▶ _WHAT YOU WILL DO_:
1 – Reproduce the stretch of the movie guide from "What makes these" through "modern-day Andy Kaufman.".
2 – According to the movie guide, what roles did Tommy Wiseau have on The Room?

▶ _EXERCISE TEXT_:
########

DCist’s highly subjective and hardly comprehensive guide to the most interesting movies playing around town in the coming week.

The Room

There are a lot of bad movies out there. Most fade into obscurity, as what makes them so awful is that they’re simply forgettable wastes of time. Yet every now and then a bad movie comes along that becomes a timeless classic based solely on its staggering ineptitude. These films set the standard by which all other bad films of their time or genre will be judged. Santa Claus Conquers the Martians may be bad, but it still can’t reach the depths of Plan 9 From Outer Space. And as cringeworthy as Ernest Borgnine and William Shatner are in The Devil’s Rain, that film is Citizen Kane when put up next to Manos: The Hands of Fate. And so it is with The Room, which does for indie dramas what Plan 9 did for alien invasions and Manos did for satanic cults: demonstrate, hilariously, exactly how not to make these kinds of movies.

What makes these films truly fascinating – for longer than the unintended hilarity alone would warrant – is the thought that there are artists with personalities so strong and visions so clear that they can actually see these films through to completion. So, into the pantheon that includes Ed Wood and Harold P. Warren, let’s also admit Tommy Wiseau, the writer, director, star, producer, and executive producer of The Room. And, based on these interviews conducted by the Onion A.V. Club and LAist, either a certified nutjob, or a modern-day Andy Kaufman.

Wiseau plays Johnny, a regular guy with a heart of gold and the most improbable head of hair ever found on a banker. His fiancée is a fickle creature, who no longer loves him. We know this because she tells her mother this fact in nearly every other scene, as if it’s brand new information. Her mother may have other things on her mind, though; as she mentions offhandedly in one scene, she’s just been diagnosed with breast cancer. Not that we ever hear mention of that seemingly important piece of information again. This just scratches the surface of the funhouse mirror of nonsense that is The Room, a cult hit on the west coast finally making it to E Street’s midnight movie series for the next two weekends. This is best seen with a crowd, otherwise you might not believe that you just saw a pickup game of football in which four characters are inexplicably wearing tuxedos. Or a timeline that doesn’t seem to follow conventional rules of time and space. Or a priceless scene in which one character is nearly murdered and admits to owing money to drug dealers, but, like mom’s cancer, it is never brought up again. The list could go on and on. Cinematic travesties this complete only happen once in a generation.

View the trailer.
Friday and Saturday at midnight, this weekend and next weekend at E Street.

########

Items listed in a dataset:

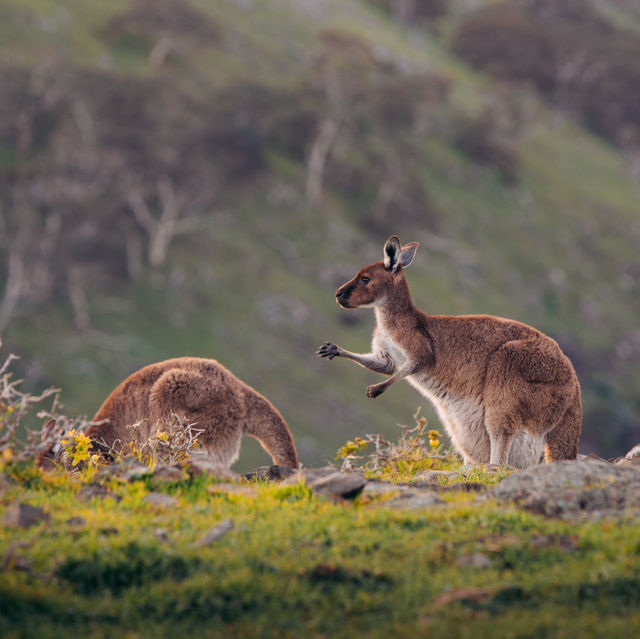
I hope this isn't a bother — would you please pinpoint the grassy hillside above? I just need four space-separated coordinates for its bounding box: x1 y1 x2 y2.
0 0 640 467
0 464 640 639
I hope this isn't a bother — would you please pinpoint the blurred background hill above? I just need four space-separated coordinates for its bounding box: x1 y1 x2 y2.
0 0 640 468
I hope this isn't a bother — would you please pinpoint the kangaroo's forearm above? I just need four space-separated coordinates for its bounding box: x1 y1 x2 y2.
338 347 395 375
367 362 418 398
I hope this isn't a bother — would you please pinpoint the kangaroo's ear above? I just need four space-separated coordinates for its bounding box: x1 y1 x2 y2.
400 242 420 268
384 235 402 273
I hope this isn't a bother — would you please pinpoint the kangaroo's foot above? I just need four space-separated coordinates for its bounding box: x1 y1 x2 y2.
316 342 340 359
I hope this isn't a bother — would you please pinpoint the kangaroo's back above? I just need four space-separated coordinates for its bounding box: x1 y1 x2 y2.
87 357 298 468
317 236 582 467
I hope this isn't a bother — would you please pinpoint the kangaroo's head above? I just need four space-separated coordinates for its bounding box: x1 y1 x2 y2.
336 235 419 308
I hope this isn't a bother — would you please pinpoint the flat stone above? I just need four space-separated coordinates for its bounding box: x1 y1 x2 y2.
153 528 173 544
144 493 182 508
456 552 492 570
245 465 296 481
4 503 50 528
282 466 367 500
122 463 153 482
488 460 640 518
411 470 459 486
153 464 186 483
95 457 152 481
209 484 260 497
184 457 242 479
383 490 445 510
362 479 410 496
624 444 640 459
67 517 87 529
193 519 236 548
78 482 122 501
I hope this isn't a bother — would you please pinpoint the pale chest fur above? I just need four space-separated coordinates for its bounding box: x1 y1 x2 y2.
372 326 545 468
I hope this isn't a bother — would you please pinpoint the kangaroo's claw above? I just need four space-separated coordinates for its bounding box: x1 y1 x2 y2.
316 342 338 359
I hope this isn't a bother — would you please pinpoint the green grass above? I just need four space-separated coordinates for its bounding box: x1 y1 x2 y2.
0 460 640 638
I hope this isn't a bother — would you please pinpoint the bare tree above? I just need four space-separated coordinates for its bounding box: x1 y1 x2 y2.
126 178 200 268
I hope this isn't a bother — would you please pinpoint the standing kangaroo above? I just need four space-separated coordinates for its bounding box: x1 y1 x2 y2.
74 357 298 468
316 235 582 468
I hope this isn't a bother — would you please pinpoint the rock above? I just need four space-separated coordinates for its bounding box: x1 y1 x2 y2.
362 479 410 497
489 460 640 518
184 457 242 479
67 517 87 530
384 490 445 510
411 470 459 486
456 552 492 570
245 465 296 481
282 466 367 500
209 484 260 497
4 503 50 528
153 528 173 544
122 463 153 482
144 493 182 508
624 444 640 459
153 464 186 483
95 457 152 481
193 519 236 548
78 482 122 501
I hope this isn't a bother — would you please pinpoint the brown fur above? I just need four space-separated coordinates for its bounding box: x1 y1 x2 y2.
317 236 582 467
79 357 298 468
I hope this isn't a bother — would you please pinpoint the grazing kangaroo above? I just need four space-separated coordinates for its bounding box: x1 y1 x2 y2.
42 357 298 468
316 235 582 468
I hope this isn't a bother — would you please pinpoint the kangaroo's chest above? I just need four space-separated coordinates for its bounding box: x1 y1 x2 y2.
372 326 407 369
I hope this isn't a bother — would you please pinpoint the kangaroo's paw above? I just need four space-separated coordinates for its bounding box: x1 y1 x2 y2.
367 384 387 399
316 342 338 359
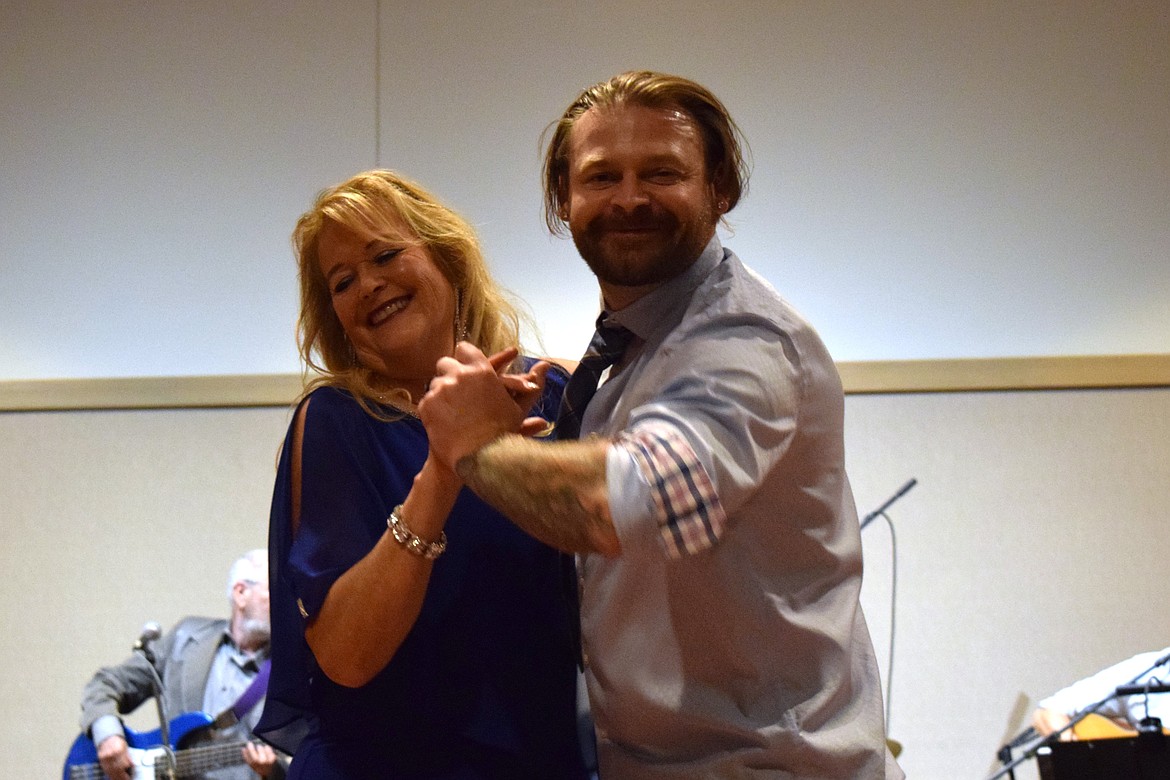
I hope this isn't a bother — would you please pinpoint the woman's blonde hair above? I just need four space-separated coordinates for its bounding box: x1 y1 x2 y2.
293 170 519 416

########

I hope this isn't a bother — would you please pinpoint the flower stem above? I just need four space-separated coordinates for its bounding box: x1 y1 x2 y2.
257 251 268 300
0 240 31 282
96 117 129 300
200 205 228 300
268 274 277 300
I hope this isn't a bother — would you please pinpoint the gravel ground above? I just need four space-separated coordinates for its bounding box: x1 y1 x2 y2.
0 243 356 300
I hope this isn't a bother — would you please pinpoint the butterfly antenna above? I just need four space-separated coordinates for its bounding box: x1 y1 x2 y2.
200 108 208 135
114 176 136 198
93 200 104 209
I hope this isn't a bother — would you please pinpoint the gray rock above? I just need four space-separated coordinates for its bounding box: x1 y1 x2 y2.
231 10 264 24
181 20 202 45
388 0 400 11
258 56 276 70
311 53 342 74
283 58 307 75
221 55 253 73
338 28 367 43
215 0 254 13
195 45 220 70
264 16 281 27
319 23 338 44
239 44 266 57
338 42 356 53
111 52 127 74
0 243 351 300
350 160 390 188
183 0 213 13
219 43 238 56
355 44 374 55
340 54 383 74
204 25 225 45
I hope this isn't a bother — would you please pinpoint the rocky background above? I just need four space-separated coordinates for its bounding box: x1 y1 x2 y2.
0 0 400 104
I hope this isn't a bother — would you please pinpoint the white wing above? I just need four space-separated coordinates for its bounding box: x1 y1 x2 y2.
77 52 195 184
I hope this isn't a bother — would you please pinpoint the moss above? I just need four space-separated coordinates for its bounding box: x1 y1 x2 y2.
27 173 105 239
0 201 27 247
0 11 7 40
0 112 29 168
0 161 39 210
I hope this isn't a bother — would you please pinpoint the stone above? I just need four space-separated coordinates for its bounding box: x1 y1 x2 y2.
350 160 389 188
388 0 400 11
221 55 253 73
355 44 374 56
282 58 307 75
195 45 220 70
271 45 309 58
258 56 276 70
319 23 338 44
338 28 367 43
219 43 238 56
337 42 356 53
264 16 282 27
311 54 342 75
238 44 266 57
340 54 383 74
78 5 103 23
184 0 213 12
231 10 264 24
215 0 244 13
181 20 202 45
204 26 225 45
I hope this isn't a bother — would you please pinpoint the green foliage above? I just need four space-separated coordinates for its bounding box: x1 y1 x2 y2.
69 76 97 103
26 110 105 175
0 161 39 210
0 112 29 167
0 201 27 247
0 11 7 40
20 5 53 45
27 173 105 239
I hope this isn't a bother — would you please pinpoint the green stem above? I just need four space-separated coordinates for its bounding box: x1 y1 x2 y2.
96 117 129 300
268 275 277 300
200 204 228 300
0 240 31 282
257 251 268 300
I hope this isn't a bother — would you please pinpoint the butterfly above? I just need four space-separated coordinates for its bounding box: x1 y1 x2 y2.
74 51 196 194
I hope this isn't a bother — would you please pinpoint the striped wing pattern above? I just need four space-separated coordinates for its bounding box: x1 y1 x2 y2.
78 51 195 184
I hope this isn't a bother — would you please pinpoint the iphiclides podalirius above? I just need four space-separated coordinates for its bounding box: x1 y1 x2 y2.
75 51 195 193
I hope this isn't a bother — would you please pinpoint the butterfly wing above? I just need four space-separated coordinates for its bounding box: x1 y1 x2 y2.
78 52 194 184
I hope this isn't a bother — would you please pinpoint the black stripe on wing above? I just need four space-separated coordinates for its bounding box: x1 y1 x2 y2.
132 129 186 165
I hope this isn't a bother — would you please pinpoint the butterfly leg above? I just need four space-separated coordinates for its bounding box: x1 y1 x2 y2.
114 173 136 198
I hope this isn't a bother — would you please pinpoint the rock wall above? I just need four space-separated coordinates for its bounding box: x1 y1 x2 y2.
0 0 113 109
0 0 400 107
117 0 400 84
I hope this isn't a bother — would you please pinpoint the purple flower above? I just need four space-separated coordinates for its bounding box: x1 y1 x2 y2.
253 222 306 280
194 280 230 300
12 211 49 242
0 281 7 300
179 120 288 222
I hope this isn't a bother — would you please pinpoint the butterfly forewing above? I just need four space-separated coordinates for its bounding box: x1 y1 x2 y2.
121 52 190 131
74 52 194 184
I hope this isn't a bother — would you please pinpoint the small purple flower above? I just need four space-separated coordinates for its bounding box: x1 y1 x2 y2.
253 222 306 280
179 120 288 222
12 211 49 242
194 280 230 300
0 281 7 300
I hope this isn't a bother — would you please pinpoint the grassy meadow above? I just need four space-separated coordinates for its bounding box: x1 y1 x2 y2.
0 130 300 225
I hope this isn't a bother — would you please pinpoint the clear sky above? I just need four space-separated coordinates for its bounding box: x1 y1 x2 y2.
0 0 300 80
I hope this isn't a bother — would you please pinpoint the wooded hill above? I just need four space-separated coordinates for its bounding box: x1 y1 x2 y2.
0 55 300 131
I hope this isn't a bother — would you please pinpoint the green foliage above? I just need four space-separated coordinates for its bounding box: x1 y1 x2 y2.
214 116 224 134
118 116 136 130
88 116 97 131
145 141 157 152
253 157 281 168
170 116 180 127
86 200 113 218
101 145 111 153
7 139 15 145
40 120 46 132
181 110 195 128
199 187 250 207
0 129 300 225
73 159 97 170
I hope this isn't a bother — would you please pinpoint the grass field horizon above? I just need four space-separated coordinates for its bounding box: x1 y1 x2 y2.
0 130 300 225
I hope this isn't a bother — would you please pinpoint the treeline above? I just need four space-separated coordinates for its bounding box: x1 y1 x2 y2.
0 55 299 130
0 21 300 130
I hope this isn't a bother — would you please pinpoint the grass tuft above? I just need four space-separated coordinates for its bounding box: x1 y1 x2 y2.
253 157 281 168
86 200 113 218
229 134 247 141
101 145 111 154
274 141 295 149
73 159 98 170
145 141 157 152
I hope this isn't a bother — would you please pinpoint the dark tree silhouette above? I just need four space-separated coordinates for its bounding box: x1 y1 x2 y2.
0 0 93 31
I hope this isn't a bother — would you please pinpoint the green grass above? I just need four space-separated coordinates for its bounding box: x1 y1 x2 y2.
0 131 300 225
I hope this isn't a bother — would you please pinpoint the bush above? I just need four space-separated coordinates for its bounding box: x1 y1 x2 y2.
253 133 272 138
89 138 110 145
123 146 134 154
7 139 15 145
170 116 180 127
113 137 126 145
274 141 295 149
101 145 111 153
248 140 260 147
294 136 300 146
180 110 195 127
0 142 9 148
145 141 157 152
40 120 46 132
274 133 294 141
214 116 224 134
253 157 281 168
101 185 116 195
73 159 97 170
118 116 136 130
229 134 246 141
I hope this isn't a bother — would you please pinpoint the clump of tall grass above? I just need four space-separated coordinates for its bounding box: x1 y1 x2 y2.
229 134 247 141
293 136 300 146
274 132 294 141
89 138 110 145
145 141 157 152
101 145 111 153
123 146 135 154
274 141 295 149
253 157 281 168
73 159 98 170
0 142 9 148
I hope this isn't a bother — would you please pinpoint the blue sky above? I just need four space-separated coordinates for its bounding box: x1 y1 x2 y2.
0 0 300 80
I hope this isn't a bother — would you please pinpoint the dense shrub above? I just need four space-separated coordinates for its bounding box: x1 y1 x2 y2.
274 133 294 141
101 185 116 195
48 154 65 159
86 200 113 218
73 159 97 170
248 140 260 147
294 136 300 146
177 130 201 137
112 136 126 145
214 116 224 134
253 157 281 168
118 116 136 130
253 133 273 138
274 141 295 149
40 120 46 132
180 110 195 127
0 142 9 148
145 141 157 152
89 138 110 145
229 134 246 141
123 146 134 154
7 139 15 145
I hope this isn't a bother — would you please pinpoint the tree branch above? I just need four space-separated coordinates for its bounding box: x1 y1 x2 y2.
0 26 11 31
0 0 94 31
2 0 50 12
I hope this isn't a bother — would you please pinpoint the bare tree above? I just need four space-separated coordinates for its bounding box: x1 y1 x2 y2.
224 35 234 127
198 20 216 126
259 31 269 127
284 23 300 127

########

▶ _ANSWERS TO THE EXERCISES_:
1 –
What makes these films truly fascinating – for longer than the unintended hilarity alone would warrant – is the thought that there are artists with personalities so strong and visions so clear that they can actually see these films through to completion. So, into the pantheon that includes Ed Wood and Harold P. Warren, let’s also admit Tommy Wiseau, the writer, director, star, producer, and executive producer of The Room. And, based on these interviews conducted by the Onion A.V. Club and LAist, either a certified nutjob, or a modern-day Andy Kaufman.

2 – Writer, director, star, producer, and executive producer.